- REQUIRED TASK -
Render the listing as a numbered list, from the line containing "table in this photo, one point per instance." through the end of the listing, both ends included. Leave out any blank lines.
%%
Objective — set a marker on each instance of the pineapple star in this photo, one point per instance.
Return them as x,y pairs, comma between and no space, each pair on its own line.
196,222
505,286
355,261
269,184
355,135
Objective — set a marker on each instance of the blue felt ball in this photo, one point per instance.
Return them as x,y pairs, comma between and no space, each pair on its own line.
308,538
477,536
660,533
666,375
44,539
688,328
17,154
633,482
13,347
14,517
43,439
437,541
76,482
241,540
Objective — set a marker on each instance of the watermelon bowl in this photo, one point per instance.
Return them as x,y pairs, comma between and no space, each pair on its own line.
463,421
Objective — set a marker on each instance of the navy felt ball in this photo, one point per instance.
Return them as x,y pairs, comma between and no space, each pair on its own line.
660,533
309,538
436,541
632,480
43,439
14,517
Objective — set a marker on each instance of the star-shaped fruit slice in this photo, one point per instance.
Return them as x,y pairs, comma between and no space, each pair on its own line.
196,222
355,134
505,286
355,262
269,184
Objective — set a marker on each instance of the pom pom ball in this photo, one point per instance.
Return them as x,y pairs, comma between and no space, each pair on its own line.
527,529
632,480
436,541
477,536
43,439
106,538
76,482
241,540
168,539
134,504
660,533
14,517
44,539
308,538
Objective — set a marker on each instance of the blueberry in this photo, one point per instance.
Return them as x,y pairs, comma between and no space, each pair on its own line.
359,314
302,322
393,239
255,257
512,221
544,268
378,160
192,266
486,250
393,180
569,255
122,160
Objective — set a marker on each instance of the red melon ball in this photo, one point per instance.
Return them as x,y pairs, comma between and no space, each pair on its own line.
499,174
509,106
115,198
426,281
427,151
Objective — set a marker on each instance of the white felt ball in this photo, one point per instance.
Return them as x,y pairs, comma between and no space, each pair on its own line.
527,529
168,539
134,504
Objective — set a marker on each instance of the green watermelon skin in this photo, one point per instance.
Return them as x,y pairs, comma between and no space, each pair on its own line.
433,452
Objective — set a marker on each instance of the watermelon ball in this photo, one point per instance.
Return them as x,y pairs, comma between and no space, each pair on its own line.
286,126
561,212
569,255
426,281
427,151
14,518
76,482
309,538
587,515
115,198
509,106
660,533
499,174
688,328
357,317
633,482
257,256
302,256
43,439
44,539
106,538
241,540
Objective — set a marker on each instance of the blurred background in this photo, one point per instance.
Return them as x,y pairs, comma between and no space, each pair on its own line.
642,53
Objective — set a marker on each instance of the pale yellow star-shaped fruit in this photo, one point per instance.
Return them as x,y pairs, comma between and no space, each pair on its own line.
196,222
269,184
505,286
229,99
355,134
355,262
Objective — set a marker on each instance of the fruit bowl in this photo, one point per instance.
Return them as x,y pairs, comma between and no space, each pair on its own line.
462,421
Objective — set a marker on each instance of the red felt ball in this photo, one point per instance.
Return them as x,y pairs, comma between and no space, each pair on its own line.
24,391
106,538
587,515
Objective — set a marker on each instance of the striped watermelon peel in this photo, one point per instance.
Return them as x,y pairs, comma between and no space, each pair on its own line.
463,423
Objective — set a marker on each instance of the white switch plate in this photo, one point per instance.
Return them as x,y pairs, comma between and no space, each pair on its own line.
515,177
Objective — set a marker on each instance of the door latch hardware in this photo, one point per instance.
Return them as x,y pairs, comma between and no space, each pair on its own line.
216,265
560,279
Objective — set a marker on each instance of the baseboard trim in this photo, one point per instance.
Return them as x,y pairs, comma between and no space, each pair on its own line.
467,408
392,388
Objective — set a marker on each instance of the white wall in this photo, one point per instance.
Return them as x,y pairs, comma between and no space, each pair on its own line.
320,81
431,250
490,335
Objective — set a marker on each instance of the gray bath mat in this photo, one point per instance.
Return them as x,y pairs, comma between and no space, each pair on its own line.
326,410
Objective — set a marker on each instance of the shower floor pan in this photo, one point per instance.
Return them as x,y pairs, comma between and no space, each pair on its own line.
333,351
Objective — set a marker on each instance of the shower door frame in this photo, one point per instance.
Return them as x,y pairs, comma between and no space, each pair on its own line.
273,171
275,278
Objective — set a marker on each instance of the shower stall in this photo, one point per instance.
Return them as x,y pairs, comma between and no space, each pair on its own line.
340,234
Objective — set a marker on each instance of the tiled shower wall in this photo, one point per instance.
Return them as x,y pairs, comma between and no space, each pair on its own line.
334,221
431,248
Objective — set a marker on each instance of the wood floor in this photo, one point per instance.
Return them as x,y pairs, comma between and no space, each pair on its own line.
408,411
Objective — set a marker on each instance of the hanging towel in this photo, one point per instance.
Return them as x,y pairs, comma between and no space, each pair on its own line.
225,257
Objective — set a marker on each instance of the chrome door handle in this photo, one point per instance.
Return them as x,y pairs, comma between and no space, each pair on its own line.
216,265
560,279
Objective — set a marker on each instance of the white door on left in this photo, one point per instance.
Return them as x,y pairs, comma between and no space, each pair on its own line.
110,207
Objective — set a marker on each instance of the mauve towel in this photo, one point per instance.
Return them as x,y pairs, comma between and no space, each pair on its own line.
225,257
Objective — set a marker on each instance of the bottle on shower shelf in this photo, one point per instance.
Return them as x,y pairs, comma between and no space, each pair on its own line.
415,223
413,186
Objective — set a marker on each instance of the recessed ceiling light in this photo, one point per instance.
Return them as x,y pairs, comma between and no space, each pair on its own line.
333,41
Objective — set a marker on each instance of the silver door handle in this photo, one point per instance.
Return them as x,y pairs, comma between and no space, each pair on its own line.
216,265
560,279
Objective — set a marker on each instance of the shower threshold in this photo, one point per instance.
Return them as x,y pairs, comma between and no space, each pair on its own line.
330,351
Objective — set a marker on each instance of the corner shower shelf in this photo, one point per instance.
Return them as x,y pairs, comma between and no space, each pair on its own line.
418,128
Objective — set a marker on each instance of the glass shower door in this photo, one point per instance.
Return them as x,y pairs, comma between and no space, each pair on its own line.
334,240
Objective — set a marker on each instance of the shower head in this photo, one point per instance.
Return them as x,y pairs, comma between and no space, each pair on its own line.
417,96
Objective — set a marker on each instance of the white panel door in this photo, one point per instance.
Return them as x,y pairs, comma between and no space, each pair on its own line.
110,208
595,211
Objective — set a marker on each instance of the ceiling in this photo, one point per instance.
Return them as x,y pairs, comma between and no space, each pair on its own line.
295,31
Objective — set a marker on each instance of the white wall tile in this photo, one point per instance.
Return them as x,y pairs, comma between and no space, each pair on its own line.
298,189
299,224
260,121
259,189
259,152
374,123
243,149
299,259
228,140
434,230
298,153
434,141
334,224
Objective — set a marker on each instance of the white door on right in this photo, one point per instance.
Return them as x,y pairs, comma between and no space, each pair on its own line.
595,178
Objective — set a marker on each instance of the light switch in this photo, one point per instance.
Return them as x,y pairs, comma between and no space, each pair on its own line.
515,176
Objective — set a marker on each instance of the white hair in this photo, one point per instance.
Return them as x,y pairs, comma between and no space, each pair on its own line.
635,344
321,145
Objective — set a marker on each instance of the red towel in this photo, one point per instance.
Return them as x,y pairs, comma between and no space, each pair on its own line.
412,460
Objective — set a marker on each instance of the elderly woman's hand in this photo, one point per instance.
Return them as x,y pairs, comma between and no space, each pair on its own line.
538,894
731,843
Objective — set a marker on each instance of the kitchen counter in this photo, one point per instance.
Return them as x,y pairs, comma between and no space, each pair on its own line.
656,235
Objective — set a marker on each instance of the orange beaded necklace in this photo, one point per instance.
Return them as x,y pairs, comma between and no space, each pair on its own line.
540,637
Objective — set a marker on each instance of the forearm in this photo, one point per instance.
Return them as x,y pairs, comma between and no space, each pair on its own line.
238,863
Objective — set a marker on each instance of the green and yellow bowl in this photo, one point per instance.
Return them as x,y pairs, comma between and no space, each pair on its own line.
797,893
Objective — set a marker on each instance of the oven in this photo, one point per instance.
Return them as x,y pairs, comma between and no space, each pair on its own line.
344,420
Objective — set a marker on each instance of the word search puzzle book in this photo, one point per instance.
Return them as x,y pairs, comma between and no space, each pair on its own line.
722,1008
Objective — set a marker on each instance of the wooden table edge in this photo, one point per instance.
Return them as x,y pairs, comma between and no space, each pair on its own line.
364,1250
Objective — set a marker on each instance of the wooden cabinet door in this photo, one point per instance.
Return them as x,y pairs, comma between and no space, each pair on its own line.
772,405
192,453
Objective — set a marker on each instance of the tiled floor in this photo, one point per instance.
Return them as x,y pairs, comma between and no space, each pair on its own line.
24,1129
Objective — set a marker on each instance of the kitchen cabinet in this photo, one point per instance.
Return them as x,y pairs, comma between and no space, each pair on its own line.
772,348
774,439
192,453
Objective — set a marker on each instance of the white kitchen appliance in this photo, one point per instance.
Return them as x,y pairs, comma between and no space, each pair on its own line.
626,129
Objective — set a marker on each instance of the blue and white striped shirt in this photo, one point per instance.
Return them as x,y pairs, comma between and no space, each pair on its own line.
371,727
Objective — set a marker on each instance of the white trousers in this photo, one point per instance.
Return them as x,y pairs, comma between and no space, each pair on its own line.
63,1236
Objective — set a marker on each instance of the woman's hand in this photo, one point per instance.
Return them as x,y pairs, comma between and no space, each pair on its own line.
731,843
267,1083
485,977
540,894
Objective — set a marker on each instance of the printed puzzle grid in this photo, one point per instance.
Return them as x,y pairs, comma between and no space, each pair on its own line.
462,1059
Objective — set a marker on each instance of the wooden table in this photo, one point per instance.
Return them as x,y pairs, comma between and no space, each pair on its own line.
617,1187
%%
- OUTPUT BELOW -
1. Objective — set a marker on each instance of the wooden table in this photo, one point per instance.
2. Return them as x,y pairs, comma between and no space, each pair on its own line.
3. 617,1187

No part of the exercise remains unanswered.